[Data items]
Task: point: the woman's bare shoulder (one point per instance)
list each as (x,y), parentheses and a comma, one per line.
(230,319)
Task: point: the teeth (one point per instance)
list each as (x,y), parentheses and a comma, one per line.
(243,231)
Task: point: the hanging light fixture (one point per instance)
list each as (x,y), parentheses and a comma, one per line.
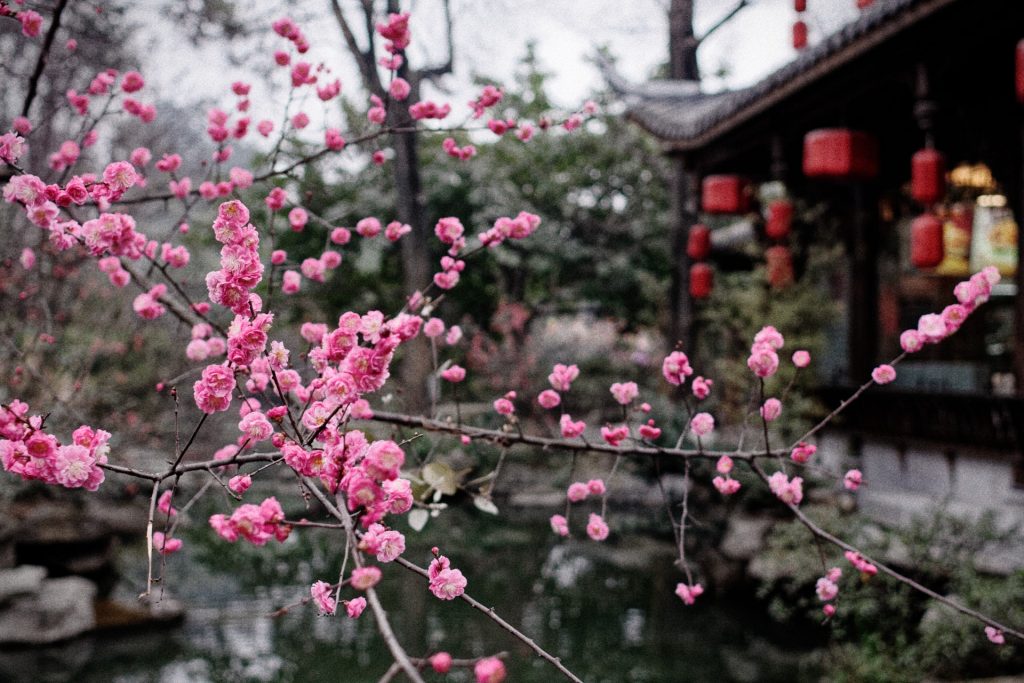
(841,154)
(927,249)
(698,243)
(701,281)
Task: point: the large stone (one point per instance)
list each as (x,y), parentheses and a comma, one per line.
(20,581)
(61,609)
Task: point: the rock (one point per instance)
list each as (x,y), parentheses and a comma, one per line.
(20,581)
(744,537)
(61,609)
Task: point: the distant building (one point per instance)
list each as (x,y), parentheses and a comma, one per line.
(910,75)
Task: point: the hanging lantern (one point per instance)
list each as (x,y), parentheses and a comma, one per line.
(779,219)
(724,194)
(799,35)
(698,243)
(1020,71)
(926,242)
(928,176)
(840,153)
(701,281)
(778,263)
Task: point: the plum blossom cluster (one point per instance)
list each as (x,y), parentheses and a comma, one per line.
(255,523)
(933,328)
(445,583)
(241,267)
(26,450)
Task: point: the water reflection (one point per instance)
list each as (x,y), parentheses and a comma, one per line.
(607,609)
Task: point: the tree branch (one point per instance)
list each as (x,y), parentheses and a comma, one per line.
(43,55)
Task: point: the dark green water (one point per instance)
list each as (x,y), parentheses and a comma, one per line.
(607,609)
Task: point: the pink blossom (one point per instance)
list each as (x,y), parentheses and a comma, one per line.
(165,546)
(561,377)
(489,670)
(763,360)
(355,606)
(911,341)
(369,227)
(298,218)
(932,328)
(596,527)
(366,578)
(702,424)
(771,410)
(445,583)
(688,594)
(676,368)
(504,407)
(240,483)
(825,589)
(649,431)
(458,374)
(321,592)
(549,398)
(399,89)
(578,492)
(791,493)
(861,564)
(701,387)
(569,428)
(612,435)
(32,23)
(884,374)
(726,485)
(625,392)
(803,453)
(559,525)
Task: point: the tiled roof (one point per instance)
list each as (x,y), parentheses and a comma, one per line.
(684,118)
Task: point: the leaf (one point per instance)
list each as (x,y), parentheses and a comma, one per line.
(441,477)
(484,504)
(418,519)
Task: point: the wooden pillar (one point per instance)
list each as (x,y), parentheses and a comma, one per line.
(683,190)
(863,299)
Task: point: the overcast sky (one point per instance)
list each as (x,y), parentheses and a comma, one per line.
(491,36)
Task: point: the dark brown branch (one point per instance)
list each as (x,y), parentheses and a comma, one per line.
(44,53)
(365,60)
(819,532)
(725,19)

▶ _Your assignment_
The expected response is every entry above, repeated exactly, pictures removed.

▶ _Problem solution_
Task: point: the woman's bare shoulder (one point per instance)
list each as (x,y), parentheses and a comma, one per line.
(230,319)
Task: point: the teeth (one point per instance)
list each as (x,y), parentheses and a comma, one per line.
(243,231)
Task: point: the hanging light fixture (one point per instance)
list each as (x,y), parentheses and a comma, one per line.
(841,154)
(927,249)
(698,243)
(701,281)
Task: point: the large stone (one point per instance)
list each as (x,y), parentheses and a comma, one per line.
(20,581)
(61,609)
Task: point: the rock (one point per instance)
list each as (x,y), parentheses and a comma, one per line.
(20,581)
(744,537)
(61,609)
Task: point: the distant building (one point per instance)
list each as (x,y), parentheses and a comma, one per line.
(910,75)
Task: point: the hanging lantern (one point per instance)
list each as (x,y), parentheses and a comma, one per line.
(779,219)
(724,194)
(799,35)
(698,243)
(1020,71)
(926,242)
(928,176)
(840,153)
(701,281)
(778,263)
Task: point: the plum blossom cluster (one point per instance)
list each as (x,y), parentheses and a comma, one per line.
(255,523)
(933,328)
(445,583)
(241,267)
(26,450)
Task: point: the water reflection (one point per instance)
list each as (x,y), parentheses and a comma, one per line.
(607,609)
Task: point: the tree branch (one point per instance)
list each as (x,y), parentheses and a comma, one per line.
(43,55)
Task: point: the dark green water (one point per instance)
list each as (x,y), parentheses and a comma, one per line.
(607,609)
Task: point: the pink blossom (one point per instance)
list each as (x,y), parentheses and a comma, one per line.
(165,546)
(561,377)
(489,670)
(763,360)
(355,606)
(911,341)
(369,227)
(298,218)
(932,328)
(596,527)
(366,578)
(702,424)
(771,410)
(445,583)
(688,594)
(676,368)
(504,407)
(240,483)
(825,589)
(649,431)
(458,374)
(321,592)
(549,398)
(399,89)
(578,492)
(791,493)
(861,564)
(701,387)
(569,428)
(612,435)
(32,23)
(884,374)
(726,485)
(625,392)
(803,453)
(559,525)
Task: point: the tiled roof (one point per instance)
list each as (x,y), parentheses and a comma, one per line.
(684,118)
Task: point: the leaf (one point per instance)
list each as (x,y), parentheses and a comma, one per line.
(441,477)
(484,504)
(418,519)
Task: point: the wooden pillar (one point per instance)
list each as (x,y), parentheses and a comma, one per line.
(683,190)
(863,299)
Task: point: the overcast sky (one point per instance)
list each as (x,y), parentheses and a comma, one per line.
(491,36)
Task: point: the dark brown branch (one point per instance)
list each as (x,y), parentheses and a comma, one per line.
(44,53)
(365,60)
(819,532)
(725,19)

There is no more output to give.